▸ EXERCISE DETAILS
Answer these questions using the piece on Robbie Fulks.
1. What slogan is printed on the Fulks T-shirt?
2. In what year did his debut album Country Love Songs come out?
3. In The Buck Starts Here, what does the 45 behind the bedside chest of drawers turn out to be?

I’ve followed Robbie Fulks’ career from the get-go, but it’s only recently I’ve become comfortable with where his heart lies. The breadth of his music, plus the twists and turns he takes in the genre we shall call, for convenience sake at this point, country, make him harder to pin down than you might expect. His music ranges from full-on indie rock, through alternative country, to the real thing, completely authentic in tone, voice and instrumentation. Add to that an acerbic wit, bridge-burning musical U-turns between and during albums, an eye for the ridiculous and a stinging line in put-downs – it’s difficult to settle into Robbie Fulks’ music because he’s always prodding and poking at the way you look at life, love and relationships, and saying “Here, this is what I see with my jaundiced eye – you might like it, or you might not.” There’s always some sand in the Vaseline.

A Fulks T-shirt I have says a lot. It’s an unattractive orange colour, with an odd line drawing of his face by artist Heather McAdams, plus the slogan ‘Country is not pretty’. He’s a bit Marmite, is Robbie. But if you like Marmite …

I can’t remember how I heard about his 1996 debut album Country Love Songs: it may have been in the now defunct alternative country magazine No Depression. I was hooked from track one, which is is the first song on my list, a whiplash-smart piece of Western Swing, bemoaning the fact that Robbie’s new love interest is totally compatible with him in all respects save one. Despite the fact that listening to music is her favourite pastime, he’s “barking up the wrong tree … she liked Every Kind Of Music But Country”. So far, so funny, but as soon as Fulks senses a wry smile on your face – his lyrics always have craft and wit, whatever the mood of the song – he does his utmost to wipe it right off again.

Barely Human catalogues the day to day existence of a soon-to-be-abandoned alcoholic on a hellish ride to nowhere: this is no stereotypical country drinking tune, it’s a living nightmare. Few lyricists would go this far.

There’s a neat homage to the Bakersfield Sound of the 1950s in both the lyrics of The Buck Starts Here and the tune. Our protagonist’s wife walks out of his life: desolate, he reaches for the 45 that laid for years behind his bedside chest of drawers … but wait, folks … it’s not a gun, it’s a worn out jukebox single, and as he plays his old faithful Buck Owens record (with Hank Williams sure to follow), the song title is made clear, and it’s crying time once more. These are pin-sharp tunes with an uncommon clarity of vision.

▸ EXTRACTED RECORDS
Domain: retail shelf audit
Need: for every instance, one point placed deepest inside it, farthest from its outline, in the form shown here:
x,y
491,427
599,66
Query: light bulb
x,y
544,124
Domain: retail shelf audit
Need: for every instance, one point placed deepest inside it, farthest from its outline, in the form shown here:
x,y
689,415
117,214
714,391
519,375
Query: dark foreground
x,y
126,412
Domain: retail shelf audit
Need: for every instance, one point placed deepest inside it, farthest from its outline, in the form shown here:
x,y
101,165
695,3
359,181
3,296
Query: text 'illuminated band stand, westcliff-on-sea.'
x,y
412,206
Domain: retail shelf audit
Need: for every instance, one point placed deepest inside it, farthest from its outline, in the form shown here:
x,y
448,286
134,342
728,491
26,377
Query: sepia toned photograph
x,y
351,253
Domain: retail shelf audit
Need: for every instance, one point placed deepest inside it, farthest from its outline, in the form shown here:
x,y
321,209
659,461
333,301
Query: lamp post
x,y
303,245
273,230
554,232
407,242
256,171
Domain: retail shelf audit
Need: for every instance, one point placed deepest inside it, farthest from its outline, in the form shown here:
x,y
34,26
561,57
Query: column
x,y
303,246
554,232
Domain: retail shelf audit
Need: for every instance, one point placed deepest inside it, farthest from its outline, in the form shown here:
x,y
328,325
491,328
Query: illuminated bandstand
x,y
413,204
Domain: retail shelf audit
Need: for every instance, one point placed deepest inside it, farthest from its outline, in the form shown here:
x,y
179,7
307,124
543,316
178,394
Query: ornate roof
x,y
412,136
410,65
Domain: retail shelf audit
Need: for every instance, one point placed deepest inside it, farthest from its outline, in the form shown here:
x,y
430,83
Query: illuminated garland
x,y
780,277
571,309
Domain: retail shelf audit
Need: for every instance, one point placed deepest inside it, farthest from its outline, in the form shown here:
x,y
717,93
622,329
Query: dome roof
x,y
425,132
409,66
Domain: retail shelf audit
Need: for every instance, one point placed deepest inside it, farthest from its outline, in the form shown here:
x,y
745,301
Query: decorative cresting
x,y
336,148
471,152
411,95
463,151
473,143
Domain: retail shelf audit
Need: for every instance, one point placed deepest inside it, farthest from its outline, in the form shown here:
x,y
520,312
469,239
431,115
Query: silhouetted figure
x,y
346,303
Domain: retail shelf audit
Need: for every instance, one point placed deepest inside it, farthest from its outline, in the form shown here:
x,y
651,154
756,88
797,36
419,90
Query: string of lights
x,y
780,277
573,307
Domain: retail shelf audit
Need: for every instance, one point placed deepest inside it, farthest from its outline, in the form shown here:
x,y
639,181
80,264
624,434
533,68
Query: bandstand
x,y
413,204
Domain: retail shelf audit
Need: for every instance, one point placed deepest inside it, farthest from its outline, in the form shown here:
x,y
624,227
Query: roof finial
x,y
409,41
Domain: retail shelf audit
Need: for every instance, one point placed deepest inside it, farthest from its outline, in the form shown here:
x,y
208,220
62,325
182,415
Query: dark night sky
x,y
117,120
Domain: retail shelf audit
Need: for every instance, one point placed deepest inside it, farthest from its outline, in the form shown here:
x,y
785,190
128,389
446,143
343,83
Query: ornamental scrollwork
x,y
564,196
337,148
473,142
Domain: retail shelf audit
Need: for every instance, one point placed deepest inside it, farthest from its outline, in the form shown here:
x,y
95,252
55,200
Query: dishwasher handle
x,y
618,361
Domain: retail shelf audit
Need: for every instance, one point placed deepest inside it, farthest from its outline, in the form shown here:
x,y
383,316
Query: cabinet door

▸ SOLUTION TO THIS PROBLEM
1. 'Country is not pretty'
2. 1996
3. A worn-out jukebox single, his old Buck Owens record